MonthDecember 2014

Invention

Impossible, I realize, to enter another’s solitude. If it is true that we can ever come to know another human being, even to a small degree, it is only to the extent that he is willing to make himself known. A man will say: I am cold. Or else he will say nothing, and we will see him shivering. Either way, we will know that he is cold. But what of the man who says nothing and does not shiver? Where all is intractable, here all is hermetic and evasive, one can do no more than observe. But whether one can make sense of what he observes is another matter entirely.
— Paul Auster, The Invention of Solitude

I had the lovely opportunity of reading a novel by Paul Auster earlier this year (Man in the Dark) and I don’t think I have finished a book that quickly in quite some time. I, in fact, have not read anything in its entirety for quite some time! I think this is because I am so rarely alone these days that my joyous solitary pursuits have fallen to the wayside.

TASK: Reproduce the post above about Paul Auster and solitude word for word, from its opening date line through its final sentence.

RECORD EXTRACTS:
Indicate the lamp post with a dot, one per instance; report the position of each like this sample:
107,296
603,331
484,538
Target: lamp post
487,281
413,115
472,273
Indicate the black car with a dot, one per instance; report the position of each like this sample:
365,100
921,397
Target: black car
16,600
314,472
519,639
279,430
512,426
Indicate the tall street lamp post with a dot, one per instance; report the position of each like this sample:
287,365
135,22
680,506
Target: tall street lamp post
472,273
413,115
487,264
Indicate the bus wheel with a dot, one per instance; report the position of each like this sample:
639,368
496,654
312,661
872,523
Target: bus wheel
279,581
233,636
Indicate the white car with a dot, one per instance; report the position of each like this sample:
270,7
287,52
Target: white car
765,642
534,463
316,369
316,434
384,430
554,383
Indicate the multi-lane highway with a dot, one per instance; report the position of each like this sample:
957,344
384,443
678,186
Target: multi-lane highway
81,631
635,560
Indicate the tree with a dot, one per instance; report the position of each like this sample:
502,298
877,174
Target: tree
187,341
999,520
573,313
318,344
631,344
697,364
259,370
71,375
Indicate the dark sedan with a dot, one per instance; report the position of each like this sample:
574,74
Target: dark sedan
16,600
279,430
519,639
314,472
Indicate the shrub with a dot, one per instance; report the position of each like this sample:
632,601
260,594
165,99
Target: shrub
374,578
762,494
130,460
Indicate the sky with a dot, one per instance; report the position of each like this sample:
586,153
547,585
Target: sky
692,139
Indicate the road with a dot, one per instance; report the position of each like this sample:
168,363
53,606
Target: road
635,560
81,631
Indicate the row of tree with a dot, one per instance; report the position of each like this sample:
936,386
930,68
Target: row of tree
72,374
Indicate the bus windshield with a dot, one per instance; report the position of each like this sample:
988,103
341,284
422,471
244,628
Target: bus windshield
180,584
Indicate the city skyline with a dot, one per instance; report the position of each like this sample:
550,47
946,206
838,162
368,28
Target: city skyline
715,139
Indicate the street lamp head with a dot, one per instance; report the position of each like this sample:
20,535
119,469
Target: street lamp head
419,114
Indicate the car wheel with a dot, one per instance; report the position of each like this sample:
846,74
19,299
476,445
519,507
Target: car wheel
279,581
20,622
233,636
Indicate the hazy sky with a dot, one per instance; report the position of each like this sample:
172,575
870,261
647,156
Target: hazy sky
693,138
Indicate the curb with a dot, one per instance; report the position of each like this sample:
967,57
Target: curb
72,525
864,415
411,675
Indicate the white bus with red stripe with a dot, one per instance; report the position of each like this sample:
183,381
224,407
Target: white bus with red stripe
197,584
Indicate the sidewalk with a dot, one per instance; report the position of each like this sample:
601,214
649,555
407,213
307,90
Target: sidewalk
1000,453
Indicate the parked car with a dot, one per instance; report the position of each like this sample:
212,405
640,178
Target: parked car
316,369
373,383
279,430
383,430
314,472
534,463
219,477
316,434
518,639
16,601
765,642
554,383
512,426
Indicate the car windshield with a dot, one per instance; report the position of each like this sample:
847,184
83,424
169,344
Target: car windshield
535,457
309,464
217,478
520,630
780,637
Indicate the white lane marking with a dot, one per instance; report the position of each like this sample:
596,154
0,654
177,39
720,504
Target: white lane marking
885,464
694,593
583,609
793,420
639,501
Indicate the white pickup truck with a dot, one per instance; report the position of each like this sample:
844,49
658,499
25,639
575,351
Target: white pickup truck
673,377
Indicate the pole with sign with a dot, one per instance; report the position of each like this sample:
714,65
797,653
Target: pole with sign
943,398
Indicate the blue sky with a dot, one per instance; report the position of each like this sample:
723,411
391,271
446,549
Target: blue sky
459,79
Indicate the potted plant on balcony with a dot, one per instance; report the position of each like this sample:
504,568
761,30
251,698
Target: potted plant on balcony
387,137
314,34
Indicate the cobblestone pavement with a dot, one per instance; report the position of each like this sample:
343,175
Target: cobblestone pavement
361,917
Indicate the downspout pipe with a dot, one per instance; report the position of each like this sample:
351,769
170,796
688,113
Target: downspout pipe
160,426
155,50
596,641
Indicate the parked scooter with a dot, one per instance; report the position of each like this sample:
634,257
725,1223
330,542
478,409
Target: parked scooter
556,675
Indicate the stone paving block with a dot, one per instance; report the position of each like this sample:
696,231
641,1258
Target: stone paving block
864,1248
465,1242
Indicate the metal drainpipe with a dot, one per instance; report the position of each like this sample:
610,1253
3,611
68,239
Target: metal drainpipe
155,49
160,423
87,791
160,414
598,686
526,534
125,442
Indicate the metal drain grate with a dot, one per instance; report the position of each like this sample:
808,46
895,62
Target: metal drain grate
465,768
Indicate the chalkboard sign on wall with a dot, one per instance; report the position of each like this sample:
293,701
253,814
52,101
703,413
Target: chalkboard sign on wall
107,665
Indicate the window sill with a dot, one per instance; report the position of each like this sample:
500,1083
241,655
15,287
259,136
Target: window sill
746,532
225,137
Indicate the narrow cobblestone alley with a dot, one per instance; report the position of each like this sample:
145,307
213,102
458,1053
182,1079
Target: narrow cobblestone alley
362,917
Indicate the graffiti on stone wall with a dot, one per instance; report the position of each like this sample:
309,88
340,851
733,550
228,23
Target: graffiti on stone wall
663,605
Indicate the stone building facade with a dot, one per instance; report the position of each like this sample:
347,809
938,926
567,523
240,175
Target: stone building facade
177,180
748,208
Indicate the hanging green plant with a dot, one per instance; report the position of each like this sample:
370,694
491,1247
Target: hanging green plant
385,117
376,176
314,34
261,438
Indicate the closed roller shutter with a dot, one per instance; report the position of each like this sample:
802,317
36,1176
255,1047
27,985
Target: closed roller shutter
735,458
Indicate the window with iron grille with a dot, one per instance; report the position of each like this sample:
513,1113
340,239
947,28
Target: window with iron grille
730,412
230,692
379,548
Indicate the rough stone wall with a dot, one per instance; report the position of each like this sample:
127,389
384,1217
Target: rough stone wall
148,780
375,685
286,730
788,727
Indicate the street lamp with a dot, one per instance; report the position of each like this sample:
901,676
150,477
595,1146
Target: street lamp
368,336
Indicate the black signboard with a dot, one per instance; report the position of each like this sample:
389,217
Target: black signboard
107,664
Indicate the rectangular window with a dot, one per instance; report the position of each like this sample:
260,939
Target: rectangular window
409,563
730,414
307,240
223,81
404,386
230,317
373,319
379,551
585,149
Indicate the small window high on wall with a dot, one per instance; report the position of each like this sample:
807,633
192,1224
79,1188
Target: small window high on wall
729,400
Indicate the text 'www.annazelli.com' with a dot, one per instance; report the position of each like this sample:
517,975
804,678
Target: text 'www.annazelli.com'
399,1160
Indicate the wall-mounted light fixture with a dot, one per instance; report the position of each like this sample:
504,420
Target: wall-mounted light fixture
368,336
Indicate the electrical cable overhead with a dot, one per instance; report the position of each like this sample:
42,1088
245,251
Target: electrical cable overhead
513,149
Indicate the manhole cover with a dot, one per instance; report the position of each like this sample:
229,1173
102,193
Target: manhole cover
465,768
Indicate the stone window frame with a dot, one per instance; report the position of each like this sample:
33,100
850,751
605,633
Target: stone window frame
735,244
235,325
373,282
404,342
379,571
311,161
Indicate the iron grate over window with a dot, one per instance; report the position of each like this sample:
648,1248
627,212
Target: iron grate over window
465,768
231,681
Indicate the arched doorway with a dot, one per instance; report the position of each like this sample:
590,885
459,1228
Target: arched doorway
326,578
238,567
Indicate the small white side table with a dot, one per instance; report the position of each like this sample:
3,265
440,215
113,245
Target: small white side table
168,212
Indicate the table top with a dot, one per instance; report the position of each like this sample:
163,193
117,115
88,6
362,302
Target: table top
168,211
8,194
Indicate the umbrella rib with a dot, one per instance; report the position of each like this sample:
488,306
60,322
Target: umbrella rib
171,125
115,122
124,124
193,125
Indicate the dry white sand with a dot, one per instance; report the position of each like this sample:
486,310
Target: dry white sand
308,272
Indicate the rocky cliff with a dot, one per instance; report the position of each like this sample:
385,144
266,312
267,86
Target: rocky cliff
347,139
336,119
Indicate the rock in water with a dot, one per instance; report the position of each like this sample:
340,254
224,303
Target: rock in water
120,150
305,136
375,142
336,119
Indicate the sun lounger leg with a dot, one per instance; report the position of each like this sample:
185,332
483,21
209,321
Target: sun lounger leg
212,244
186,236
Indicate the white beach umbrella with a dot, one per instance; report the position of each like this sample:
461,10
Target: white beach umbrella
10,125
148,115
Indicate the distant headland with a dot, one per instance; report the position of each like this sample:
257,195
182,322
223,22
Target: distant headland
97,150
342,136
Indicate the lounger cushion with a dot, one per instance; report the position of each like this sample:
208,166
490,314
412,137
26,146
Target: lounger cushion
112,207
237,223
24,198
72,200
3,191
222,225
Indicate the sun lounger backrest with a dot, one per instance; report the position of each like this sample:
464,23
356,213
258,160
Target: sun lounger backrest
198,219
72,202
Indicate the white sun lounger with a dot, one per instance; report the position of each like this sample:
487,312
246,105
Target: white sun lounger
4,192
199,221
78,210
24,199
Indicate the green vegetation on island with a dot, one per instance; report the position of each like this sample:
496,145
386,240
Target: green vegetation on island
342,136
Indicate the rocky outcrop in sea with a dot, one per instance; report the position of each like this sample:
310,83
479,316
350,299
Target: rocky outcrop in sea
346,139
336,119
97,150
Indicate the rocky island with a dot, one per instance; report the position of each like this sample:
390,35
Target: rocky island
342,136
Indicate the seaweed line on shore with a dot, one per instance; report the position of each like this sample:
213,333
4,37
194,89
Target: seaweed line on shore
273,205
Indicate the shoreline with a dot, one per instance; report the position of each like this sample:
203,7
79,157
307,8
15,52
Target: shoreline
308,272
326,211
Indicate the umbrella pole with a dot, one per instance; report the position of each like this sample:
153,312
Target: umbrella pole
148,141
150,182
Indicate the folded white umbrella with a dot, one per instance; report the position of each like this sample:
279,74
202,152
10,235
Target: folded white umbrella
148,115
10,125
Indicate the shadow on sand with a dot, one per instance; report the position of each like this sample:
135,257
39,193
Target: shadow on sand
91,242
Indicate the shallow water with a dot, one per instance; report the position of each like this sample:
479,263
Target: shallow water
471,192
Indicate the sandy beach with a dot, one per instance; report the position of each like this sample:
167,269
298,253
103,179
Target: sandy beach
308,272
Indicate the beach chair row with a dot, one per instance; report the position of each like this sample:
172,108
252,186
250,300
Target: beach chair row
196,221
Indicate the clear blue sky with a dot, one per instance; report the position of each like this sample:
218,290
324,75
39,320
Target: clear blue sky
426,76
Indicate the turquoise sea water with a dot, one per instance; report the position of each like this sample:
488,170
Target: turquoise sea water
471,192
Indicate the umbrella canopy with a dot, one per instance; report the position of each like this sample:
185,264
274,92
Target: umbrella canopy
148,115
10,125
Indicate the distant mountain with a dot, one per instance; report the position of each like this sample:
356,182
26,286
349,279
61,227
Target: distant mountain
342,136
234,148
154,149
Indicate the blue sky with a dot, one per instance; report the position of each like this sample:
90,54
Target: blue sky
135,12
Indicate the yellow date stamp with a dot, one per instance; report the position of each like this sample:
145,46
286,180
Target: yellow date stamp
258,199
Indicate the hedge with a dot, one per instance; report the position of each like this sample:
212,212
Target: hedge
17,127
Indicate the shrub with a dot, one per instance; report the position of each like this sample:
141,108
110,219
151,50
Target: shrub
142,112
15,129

EXERCISE OUTPUT:
MonthDecember 2014

Invention

Impossible, I realize, to enter another’s solitude. If it is true that we can ever come to know another human being, even to a small degree, it is only to the extent that he is willing to make himself known. A man will say: I am cold. Or else he will say nothing, and we will see him shivering. Either way, we will know that he is cold. But what of the man who says nothing and does not shiver? Where all is intractable, here all is hermetic and evasive, one can do no more than observe. But whether one can make sense of what he observes is another matter entirely.
— Paul Auster, The Invention of Solitude

I had the lovely opportunity of reading a novel by Paul Auster earlier this year (Man in the Dark) and I don’t think I have finished a book that quickly in quite some time. I, in fact, have not read anything in its entirety for quite some time! I think this is because I am so rarely alone these days that my joyous solitary pursuits have fallen to the wayside.